- **给定任务**: 能否把材料从开头一直到包含“Now the **flower”的那一行逐字照抄一遍？首尾两行都要包括，图片不要放进回答。
----- 所给材料
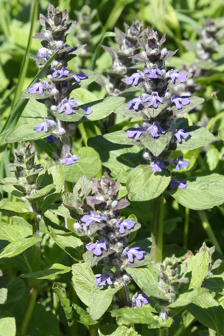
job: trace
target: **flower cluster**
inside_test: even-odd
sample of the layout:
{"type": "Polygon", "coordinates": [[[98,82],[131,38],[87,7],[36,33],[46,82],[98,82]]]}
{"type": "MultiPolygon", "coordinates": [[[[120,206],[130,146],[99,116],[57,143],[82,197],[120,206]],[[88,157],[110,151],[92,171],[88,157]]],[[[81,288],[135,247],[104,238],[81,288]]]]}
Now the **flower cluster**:
{"type": "MultiPolygon", "coordinates": [[[[145,70],[138,70],[122,80],[126,84],[144,90],[139,97],[127,104],[128,109],[133,111],[132,116],[134,117],[136,112],[136,116],[142,116],[144,120],[140,127],[128,130],[126,135],[134,138],[136,144],[146,149],[143,157],[150,161],[152,171],[161,172],[173,164],[176,170],[179,171],[180,166],[187,167],[188,162],[182,161],[182,156],[169,160],[170,151],[175,149],[177,142],[181,144],[183,141],[187,141],[190,134],[184,128],[175,128],[174,117],[190,110],[192,103],[191,97],[174,95],[170,89],[185,82],[191,74],[183,70],[166,71],[165,61],[177,50],[171,51],[162,48],[165,40],[165,35],[159,40],[157,32],[148,28],[145,35],[145,39],[137,39],[143,51],[131,56],[144,62],[145,70]],[[153,150],[156,146],[161,148],[159,155],[153,150]]],[[[173,167],[171,166],[170,168],[173,167]]],[[[187,185],[176,179],[172,179],[171,183],[172,187],[177,186],[183,188],[187,185]]]]}
{"type": "MultiPolygon", "coordinates": [[[[29,94],[34,95],[29,97],[38,99],[44,103],[54,118],[50,117],[46,119],[37,124],[35,129],[37,132],[42,129],[46,132],[50,131],[52,134],[47,136],[47,143],[56,143],[57,141],[58,153],[55,160],[66,165],[76,163],[79,158],[70,152],[68,136],[75,129],[76,125],[73,125],[75,123],[72,122],[72,118],[69,120],[71,122],[65,121],[66,116],[75,115],[78,109],[82,114],[80,117],[81,119],[92,112],[90,108],[85,110],[79,109],[78,100],[70,97],[71,91],[80,87],[80,82],[86,76],[83,73],[72,72],[67,68],[68,61],[75,57],[79,49],[84,46],[73,48],[66,43],[67,36],[75,24],[74,21],[67,24],[68,19],[66,9],[60,11],[59,7],[55,8],[51,4],[47,8],[47,17],[40,15],[40,22],[44,30],[33,37],[39,39],[42,46],[37,55],[28,57],[35,60],[37,66],[41,69],[56,51],[59,51],[45,73],[47,80],[40,80],[39,83],[35,83],[28,89],[29,94]]],[[[78,118],[74,120],[78,121],[78,118]]]]}
{"type": "Polygon", "coordinates": [[[137,38],[140,37],[143,34],[142,29],[143,23],[135,19],[134,23],[129,26],[124,24],[125,32],[115,27],[115,40],[118,47],[118,50],[106,46],[102,46],[112,58],[112,66],[111,69],[106,70],[107,77],[102,75],[98,80],[99,84],[104,86],[110,96],[119,96],[123,94],[127,86],[121,81],[127,74],[131,70],[130,68],[135,65],[136,61],[130,59],[129,56],[136,54],[139,50],[137,38]]]}
{"type": "MultiPolygon", "coordinates": [[[[102,263],[106,266],[102,274],[95,275],[97,286],[115,283],[125,286],[130,280],[124,269],[126,266],[145,265],[151,260],[149,254],[141,247],[127,246],[130,234],[139,228],[141,224],[135,218],[121,217],[121,210],[129,203],[124,199],[117,199],[118,180],[113,181],[106,173],[100,180],[93,178],[92,187],[95,194],[85,197],[82,207],[85,211],[79,215],[80,221],[75,223],[74,228],[80,233],[85,232],[91,238],[85,245],[90,254],[91,266],[102,263]]],[[[137,306],[141,306],[141,298],[136,298],[135,301],[133,299],[133,303],[135,302],[137,306]]],[[[147,303],[149,299],[145,297],[144,300],[143,302],[147,303]]]]}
----------
- **本题解答**:
job: trace
target: **flower cluster**
inside_test: even-odd
sample of the layout:
{"type": "Polygon", "coordinates": [[[98,82],[131,38],[87,7],[36,33],[46,82],[98,82]]]}
{"type": "MultiPolygon", "coordinates": [[[[120,206],[130,146],[99,116],[57,143],[82,197],[120,206]],[[88,157],[110,151],[92,171],[88,157]]],[[[81,288],[135,247],[104,238],[81,288]]]]}
Now the **flower cluster**:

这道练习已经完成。